Your instructions >> Return the entries exactly as they appear.

Dataset entries >>
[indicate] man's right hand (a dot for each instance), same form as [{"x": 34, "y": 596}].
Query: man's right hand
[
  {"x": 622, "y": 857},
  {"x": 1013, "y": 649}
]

Solution to the problem >>
[indicate] man's right hand (a dot for each instance), same form as [{"x": 34, "y": 596}].
Query: man's right hand
[
  {"x": 622, "y": 857},
  {"x": 1013, "y": 649}
]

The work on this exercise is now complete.